• PROBLEM REQUIREMENTS: Copy out the listing below again, word for word and with nothing changed.

• Named object pointing entries:
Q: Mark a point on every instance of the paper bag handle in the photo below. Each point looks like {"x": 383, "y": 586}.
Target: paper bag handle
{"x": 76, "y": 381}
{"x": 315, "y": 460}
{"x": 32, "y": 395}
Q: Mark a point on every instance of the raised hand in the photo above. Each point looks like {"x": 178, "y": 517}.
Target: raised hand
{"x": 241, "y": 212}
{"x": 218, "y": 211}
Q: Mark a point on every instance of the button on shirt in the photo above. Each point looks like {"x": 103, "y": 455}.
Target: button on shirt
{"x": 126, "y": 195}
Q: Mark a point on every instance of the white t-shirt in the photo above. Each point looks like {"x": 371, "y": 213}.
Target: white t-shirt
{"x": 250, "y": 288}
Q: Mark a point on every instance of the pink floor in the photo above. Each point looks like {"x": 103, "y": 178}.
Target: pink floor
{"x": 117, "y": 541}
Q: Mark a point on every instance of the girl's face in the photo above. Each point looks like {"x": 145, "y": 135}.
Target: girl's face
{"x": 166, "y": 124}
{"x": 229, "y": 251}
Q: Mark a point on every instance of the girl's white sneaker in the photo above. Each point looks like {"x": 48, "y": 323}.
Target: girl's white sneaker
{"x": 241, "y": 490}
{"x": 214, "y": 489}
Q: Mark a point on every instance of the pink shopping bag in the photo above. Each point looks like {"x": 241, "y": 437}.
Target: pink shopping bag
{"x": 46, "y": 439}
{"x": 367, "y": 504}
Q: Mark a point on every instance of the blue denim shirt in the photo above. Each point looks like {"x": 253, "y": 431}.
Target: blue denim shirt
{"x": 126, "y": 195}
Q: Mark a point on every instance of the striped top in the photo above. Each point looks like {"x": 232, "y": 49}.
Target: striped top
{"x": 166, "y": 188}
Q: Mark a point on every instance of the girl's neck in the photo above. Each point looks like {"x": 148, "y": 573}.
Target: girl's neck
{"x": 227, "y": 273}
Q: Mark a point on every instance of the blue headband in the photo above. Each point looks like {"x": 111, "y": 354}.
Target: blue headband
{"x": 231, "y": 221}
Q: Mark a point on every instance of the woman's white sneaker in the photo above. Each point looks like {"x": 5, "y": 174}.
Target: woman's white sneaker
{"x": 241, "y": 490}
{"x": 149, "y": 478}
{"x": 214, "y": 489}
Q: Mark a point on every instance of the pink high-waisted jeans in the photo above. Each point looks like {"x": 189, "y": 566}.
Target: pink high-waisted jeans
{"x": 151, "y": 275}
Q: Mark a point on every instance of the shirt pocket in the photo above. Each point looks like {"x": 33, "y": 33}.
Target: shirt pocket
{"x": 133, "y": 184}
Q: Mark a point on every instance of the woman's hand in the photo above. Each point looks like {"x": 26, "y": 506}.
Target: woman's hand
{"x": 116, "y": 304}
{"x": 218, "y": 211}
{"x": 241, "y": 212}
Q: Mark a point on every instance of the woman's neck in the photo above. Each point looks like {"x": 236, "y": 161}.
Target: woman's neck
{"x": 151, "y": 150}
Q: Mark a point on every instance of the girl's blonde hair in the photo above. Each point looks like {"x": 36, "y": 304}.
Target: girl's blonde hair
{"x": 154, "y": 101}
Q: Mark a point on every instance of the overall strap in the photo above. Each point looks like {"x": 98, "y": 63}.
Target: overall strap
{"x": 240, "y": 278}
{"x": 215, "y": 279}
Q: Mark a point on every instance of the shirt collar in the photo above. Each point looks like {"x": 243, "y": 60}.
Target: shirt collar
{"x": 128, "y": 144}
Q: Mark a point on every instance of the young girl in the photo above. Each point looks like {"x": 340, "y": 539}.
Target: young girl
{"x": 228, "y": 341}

• OUTPUT OF THE EXERCISE:
Q: Mark a point on every instance of the paper bag handle in the photo below. Each point looks like {"x": 383, "y": 586}.
Target: paper bag handle
{"x": 76, "y": 381}
{"x": 315, "y": 460}
{"x": 32, "y": 395}
Q: Mark a point on every instance of the raised hand in the photo above. Each point looks like {"x": 178, "y": 517}.
Target: raised hand
{"x": 241, "y": 212}
{"x": 218, "y": 211}
Q: Mark a point on every instance of the button on shirt in the photo above. Each point looks like {"x": 103, "y": 455}.
Target: button on shirt
{"x": 126, "y": 195}
Q: Mark a point on every instance of the white t-shirt in the photo above. Each point looks like {"x": 371, "y": 213}.
Target: white t-shirt
{"x": 250, "y": 288}
Q: Mark a point on every instance of the pink floor in the photo above. Each point looks like {"x": 103, "y": 178}.
Target: pink floor
{"x": 117, "y": 541}
Q: Mark a point on every instance of the girl's face in the photo above. Each point looks like {"x": 145, "y": 135}.
Target: girl's face
{"x": 166, "y": 124}
{"x": 229, "y": 251}
Q: Mark a point on every instance of the girl's white sneaker in the photo above. Each point looks like {"x": 48, "y": 323}.
Target: girl's white sneaker
{"x": 241, "y": 490}
{"x": 214, "y": 489}
Q: Mark a point on every instance of the pink shopping bag in the photo above. Each point looks like {"x": 241, "y": 437}.
Target: pink shopping bag
{"x": 46, "y": 439}
{"x": 367, "y": 504}
Q: Mark a point on every instance of the blue denim shirt in the photo above. Each point looks like {"x": 253, "y": 431}.
Target: blue denim shirt
{"x": 126, "y": 195}
Q: Mark a point on every instance of the striped top in the photo above. Each point looks like {"x": 232, "y": 49}.
Target: striped top
{"x": 166, "y": 188}
Q: Mark a point on every instance of the girl's neck in the photo above. Each point looks like {"x": 148, "y": 573}.
Target: girl's neck
{"x": 227, "y": 273}
Q: Mark a point on every instance of the blue headband in the photo above. Each point looks like {"x": 111, "y": 354}.
Target: blue headband
{"x": 231, "y": 221}
Q: Mark a point on every instance of the woman's white sneaker in the photo above. Each point looks like {"x": 5, "y": 174}.
Target: woman's white sneaker
{"x": 241, "y": 490}
{"x": 149, "y": 478}
{"x": 214, "y": 489}
Q: Mark a point on every instance of the pink high-waisted jeans in the photo above. Each point looks like {"x": 189, "y": 566}.
Target: pink high-waisted jeans
{"x": 151, "y": 275}
Q: Mark a point on every instance of the shirt pocket in the photo above. Each point looks like {"x": 33, "y": 33}.
Target: shirt pocket
{"x": 133, "y": 184}
Q: Mark a point on every instance of the woman's hand in the photo above. Each point looks like {"x": 26, "y": 506}.
Target: woman's hand
{"x": 116, "y": 304}
{"x": 218, "y": 211}
{"x": 241, "y": 212}
Q: Mark a point on every instance of the woman's neck in the photo above. Each point looks like {"x": 236, "y": 161}.
Target: woman's neck
{"x": 151, "y": 150}
Q: Mark a point on every instance of the girl's blonde hair in the photo above. Each point looks like {"x": 36, "y": 304}.
Target: girl's blonde hair
{"x": 154, "y": 101}
Q: Mark a point on every instance of the overall strap in the photo above. Each point looks like {"x": 98, "y": 63}.
Target: overall strap
{"x": 240, "y": 278}
{"x": 215, "y": 279}
Q: Mark a point on every instance of the shirt collar in the photo above. Each point looks like {"x": 243, "y": 60}.
Target: shirt collar
{"x": 128, "y": 144}
Q: Mark a point on every instance of the young girl in the photo above. Each point looks like {"x": 340, "y": 539}.
Target: young girl
{"x": 228, "y": 341}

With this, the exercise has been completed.